## [Set task]
Extract every line of the material below and reproduce it faithfully.

## [Data provided]
+ + +
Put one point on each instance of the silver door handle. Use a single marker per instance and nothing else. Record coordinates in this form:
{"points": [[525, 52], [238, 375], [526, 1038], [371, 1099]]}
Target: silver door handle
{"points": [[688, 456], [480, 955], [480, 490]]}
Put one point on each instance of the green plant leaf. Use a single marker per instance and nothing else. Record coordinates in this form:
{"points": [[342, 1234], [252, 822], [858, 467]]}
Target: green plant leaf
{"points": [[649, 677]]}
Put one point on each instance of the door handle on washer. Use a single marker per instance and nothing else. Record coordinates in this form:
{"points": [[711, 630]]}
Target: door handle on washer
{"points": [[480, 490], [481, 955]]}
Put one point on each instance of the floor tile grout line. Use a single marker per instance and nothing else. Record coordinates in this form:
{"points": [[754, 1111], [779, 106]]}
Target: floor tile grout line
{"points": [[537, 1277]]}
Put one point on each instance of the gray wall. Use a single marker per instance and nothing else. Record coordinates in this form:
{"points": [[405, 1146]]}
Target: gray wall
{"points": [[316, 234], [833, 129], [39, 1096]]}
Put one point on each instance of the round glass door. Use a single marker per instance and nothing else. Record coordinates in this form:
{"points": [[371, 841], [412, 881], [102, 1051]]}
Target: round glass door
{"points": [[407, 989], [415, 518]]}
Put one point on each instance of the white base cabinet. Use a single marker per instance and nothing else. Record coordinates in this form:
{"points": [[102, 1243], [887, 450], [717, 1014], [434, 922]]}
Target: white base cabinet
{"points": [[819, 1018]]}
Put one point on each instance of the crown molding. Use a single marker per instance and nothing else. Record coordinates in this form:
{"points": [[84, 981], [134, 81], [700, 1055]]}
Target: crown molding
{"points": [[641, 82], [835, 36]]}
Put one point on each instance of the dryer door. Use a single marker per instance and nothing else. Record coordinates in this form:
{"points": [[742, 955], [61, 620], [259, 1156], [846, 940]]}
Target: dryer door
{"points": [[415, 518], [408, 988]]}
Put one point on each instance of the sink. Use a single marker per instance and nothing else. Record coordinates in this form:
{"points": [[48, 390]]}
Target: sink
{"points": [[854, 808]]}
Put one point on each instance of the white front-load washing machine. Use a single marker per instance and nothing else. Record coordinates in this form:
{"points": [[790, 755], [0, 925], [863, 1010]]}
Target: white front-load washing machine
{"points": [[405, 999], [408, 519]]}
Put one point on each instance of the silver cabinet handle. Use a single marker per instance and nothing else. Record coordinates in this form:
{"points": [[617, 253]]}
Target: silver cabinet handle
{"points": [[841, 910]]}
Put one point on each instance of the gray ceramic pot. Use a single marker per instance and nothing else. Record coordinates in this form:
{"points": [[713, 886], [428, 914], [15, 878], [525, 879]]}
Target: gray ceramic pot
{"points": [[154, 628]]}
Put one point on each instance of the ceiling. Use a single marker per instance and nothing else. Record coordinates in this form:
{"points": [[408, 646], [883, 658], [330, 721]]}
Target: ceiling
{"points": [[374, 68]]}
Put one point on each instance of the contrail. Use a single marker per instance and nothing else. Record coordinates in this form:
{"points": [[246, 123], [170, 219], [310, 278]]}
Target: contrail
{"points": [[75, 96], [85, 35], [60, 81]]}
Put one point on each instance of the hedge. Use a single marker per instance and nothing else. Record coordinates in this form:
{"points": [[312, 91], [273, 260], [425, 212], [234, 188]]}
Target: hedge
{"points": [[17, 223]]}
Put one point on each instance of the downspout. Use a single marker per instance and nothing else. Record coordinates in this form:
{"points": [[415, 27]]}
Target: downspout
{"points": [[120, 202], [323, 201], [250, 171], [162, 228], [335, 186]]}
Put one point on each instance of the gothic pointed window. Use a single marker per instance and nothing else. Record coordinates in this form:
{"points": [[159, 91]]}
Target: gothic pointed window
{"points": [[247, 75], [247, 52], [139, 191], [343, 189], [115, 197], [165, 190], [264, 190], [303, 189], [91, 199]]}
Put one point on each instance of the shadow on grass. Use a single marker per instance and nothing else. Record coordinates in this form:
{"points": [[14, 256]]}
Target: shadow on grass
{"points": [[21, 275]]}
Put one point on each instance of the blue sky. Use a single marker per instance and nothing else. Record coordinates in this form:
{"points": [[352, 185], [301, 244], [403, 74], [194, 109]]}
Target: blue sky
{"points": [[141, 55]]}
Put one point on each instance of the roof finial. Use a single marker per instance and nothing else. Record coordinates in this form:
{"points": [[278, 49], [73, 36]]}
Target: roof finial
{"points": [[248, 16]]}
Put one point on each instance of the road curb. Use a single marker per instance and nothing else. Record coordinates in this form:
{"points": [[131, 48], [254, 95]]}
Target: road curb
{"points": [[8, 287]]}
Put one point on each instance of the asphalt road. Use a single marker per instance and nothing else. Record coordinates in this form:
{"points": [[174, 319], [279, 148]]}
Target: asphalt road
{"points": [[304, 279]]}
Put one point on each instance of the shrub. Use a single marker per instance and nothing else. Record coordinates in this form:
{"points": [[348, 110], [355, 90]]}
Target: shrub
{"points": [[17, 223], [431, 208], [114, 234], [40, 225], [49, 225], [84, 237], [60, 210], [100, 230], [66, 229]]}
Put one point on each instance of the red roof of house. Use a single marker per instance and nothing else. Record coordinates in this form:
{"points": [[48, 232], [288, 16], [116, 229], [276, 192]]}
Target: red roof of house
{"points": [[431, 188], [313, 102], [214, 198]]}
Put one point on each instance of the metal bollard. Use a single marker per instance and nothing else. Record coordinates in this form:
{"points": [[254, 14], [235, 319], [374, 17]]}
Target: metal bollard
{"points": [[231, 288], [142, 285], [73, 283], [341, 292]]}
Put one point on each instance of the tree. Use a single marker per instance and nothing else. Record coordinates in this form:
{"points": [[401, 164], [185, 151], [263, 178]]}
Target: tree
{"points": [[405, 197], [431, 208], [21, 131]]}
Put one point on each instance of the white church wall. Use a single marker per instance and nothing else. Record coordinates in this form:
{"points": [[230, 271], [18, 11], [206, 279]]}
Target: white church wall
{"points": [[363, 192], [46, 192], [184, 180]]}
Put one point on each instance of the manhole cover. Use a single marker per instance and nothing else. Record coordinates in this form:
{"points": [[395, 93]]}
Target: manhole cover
+ + +
## [Answer to the exercise]
Put one point on each instance of the silver door handle. Use a single marker per instance and nothing else. Record coordinates in this form:
{"points": [[525, 52], [238, 375], [526, 1038], [371, 1099]]}
Target: silver door handle
{"points": [[688, 456], [480, 955], [480, 490]]}
Put one point on each instance of the green plant leaf. Use a single marker per instance and nothing else. Record coordinates in this form:
{"points": [[342, 1234], [252, 822], [858, 467]]}
Target: green plant leaf
{"points": [[649, 677]]}
Put one point on each instance of the door handle on washer. Use a single marker per instance and nothing else. Record coordinates in this form:
{"points": [[711, 630]]}
Target: door handle on washer
{"points": [[480, 490], [481, 955]]}
Put one point on each instance of the floor tile grout line. Use a single marker per instance and nothing else. Record coordinates in this form:
{"points": [[754, 1111], [779, 106]]}
Target: floor tile grout line
{"points": [[537, 1277]]}
Put one point on each instance of the gray wall. Use a single marker per instance and nothing else. Record coordinates in this form:
{"points": [[405, 1146]]}
Target: gray wall
{"points": [[316, 234], [833, 129], [39, 1096]]}
Put one point on each instance of the round glass door. Use a single marker per instance and nothing else. Record coordinates in this form:
{"points": [[371, 841], [412, 881], [102, 1051]]}
Target: round glass door
{"points": [[407, 989], [415, 518]]}
Put one point on each instance of the white base cabinet. Use a single marker per instance and nothing else. Record coordinates in this form:
{"points": [[102, 1243], [887, 450], [717, 1014], [434, 922]]}
Target: white base cabinet
{"points": [[819, 1018]]}
Put one point on each instance of the crown molding. Use a single marker per instance and nothing else. Record coordinates in this form:
{"points": [[84, 981], [134, 81], [700, 1055]]}
Target: crown molding
{"points": [[641, 82], [835, 36]]}
Put one point on each instance of the dryer door. Use a single marker per instance and nothing else. Record coordinates in this form:
{"points": [[742, 955], [61, 620], [259, 1156], [846, 940]]}
Target: dryer door
{"points": [[415, 518], [408, 988]]}
Put one point on each instance of the sink. Use a single marker per instance and nothing else. Record coordinates in this form:
{"points": [[48, 390]]}
Target: sink
{"points": [[854, 808]]}
Put one point on each instance of the white front-load washing machine. Use a single marker per instance and nothing else. Record coordinates in this form:
{"points": [[790, 755], [0, 925], [863, 1010]]}
Target: white front-load washing machine
{"points": [[405, 999], [408, 519]]}
Put one point on each instance of the silver cabinet handle. Use a single marker per instance and nothing else. Record coordinates in this form:
{"points": [[617, 253]]}
Target: silver cabinet handle
{"points": [[841, 910]]}
Put one point on each instance of the gray ceramic pot. Use a single marker per instance and nothing else. Record coordinates in this form:
{"points": [[713, 886], [428, 914], [15, 878], [525, 879]]}
Target: gray ceramic pot
{"points": [[154, 628]]}
Put one point on each instance of the ceiling. Use a single marker per instance and nothing else. Record coordinates in this form:
{"points": [[408, 646], [883, 658], [330, 721]]}
Target: ceiling
{"points": [[374, 68]]}
Put one point on each instance of the contrail. Use a single marker per instance and nothing else. Record coordinates in this form:
{"points": [[246, 123], [170, 219], [310, 278]]}
Target: contrail
{"points": [[75, 96], [85, 35], [60, 81]]}
Put one point on each instance of the hedge. Use a single marker per instance and nothing else. Record coordinates in this form:
{"points": [[312, 91], [273, 260], [425, 212], [234, 188]]}
Target: hedge
{"points": [[17, 223]]}
Put one point on each instance of the downspout. Use a single marker per instance and nothing else. Record coordinates in this form:
{"points": [[415, 27]]}
Target: downspout
{"points": [[120, 202], [323, 201], [250, 171], [162, 228], [335, 186]]}
Put one point on each instance of the gothic pointed window. Use a single marker per instance and nothing else. Record coordinates in this form:
{"points": [[159, 91]]}
Target: gothic pointed window
{"points": [[247, 75], [247, 52], [139, 191], [343, 189], [115, 197], [165, 190], [264, 190], [303, 189], [91, 199]]}
Put one point on each instance of the shadow on grass. Use a single marker per instance and nothing else. Record coordinates in this form:
{"points": [[14, 256]]}
Target: shadow on grass
{"points": [[21, 275]]}
Put one point on each instance of the blue sky. Use a single marker per instance and nothing else. Record coordinates in this form:
{"points": [[352, 185], [301, 244], [403, 74], [194, 109]]}
Target: blue sky
{"points": [[141, 55]]}
Put one point on each instance of the roof finial. Use a single marker per instance and nothing else. Record coordinates in this form:
{"points": [[278, 49], [73, 36]]}
Target: roof finial
{"points": [[248, 16]]}
Put one point on each instance of the road curb. Use a single marker per instance and nothing else. Record coordinates in this form:
{"points": [[131, 48], [254, 95]]}
Target: road curb
{"points": [[8, 287]]}
Put one point on each instance of the asphalt road. Use a single marker per instance and nothing else. Record coordinates in this form:
{"points": [[174, 319], [279, 148]]}
Target: asphalt road
{"points": [[304, 279]]}
Put one point on each instance of the shrub. Use a single marker per instance and nothing else. Record coordinates in this form:
{"points": [[348, 110], [355, 90]]}
Target: shrub
{"points": [[17, 223], [431, 208], [114, 234], [40, 225], [49, 225], [84, 237], [60, 210], [100, 230], [66, 229]]}
Put one point on each instance of the red roof of house. Use a single marker per instance and nothing else. Record coordinates in this form:
{"points": [[48, 232], [288, 16], [116, 229], [276, 192]]}
Target: red roof of house
{"points": [[431, 188], [313, 102], [214, 198]]}
Put one point on each instance of the metal bollard. Use a single marker per instance and nothing else. Record coordinates in this form:
{"points": [[254, 14], [235, 319], [374, 17]]}
Target: metal bollard
{"points": [[231, 288], [142, 285], [73, 283], [341, 292]]}
Put one point on each instance of the tree. Use a single marker per instance and nothing else. Record coordinates in this form:
{"points": [[401, 164], [185, 151], [263, 178]]}
Target: tree
{"points": [[405, 197], [431, 208], [21, 131]]}
Put one point on each instance of the white church wall. Use a single marker per instance and nothing else. Record coordinates in this form:
{"points": [[230, 271], [18, 11], [206, 279]]}
Target: white church wall
{"points": [[363, 192], [46, 192], [184, 180]]}
Put one point on each instance of the manhole cover. Use a single marker per instance and nothing else. Record coordinates in this form:
{"points": [[395, 93]]}
Target: manhole cover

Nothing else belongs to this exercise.